Later, as a U.S. commissioner at Boston, Curtis was compelled to send a former slave, Thomas Sims, back to slavery in compliance with the Fugitive Slave Law of 1850. He served as co-counsel for Dred Scott when his case reached the United States Supreme Court in 1857. His brother, Benjamin Robbins Curtis, was notable as one of the two dissenters in Dred Scott v. Sandford.

Curtis wrote biographies of Daniel Webster (1870) and James Buchanan (1883) as well as a number of legal treatises, including his oft-cited "A Treatise on the Law of Patents for Useful Inventions in the United States of America" (Curtis on Patents). Among these, his Constitutional History of the United States [...] to the Close of the Civil War (2 vols., 1889 and 1896) has been called the classic Federalist interpretation of the Constitution. Another notable work is History of the Origin, Formation and Adoption of the Constitution.

Curtis was a creationist; he attacked evolution in his book Creation or Evolution? A Philosophical Inquiry (1887).

════════════════════

PROBLEM REQUIREMENTS
According to the Curtis excerpt, which book did he use to attack evolution? Answer using only the Curtis excerpt.

════════════════════

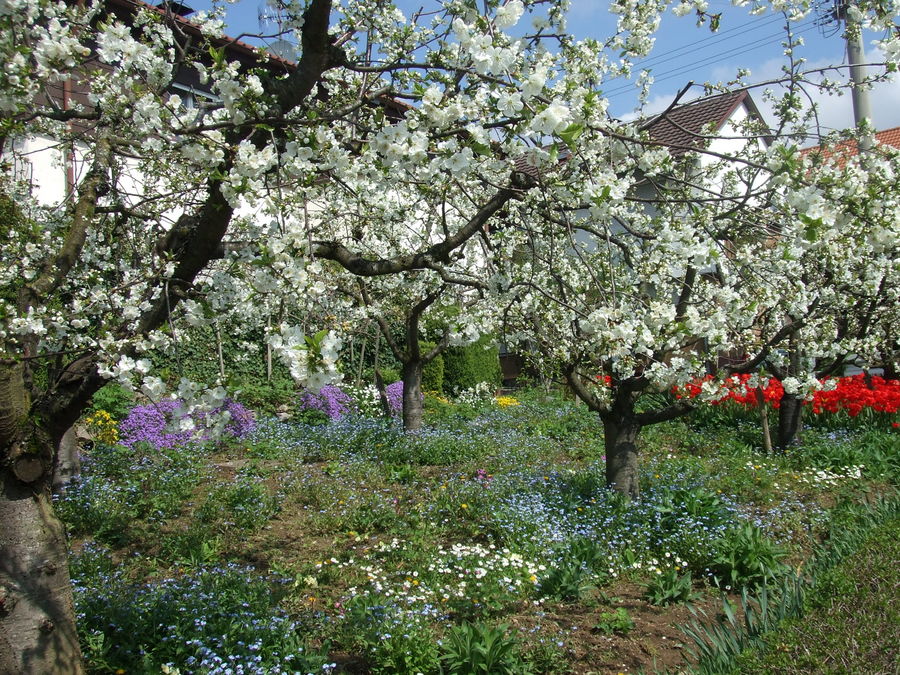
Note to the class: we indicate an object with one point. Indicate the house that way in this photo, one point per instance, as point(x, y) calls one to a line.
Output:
point(52, 168)
point(844, 150)
point(700, 135)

════════════════════

PROBLEM SOLUTION
Creation or Evolution? A Philosophical Inquiry (1887)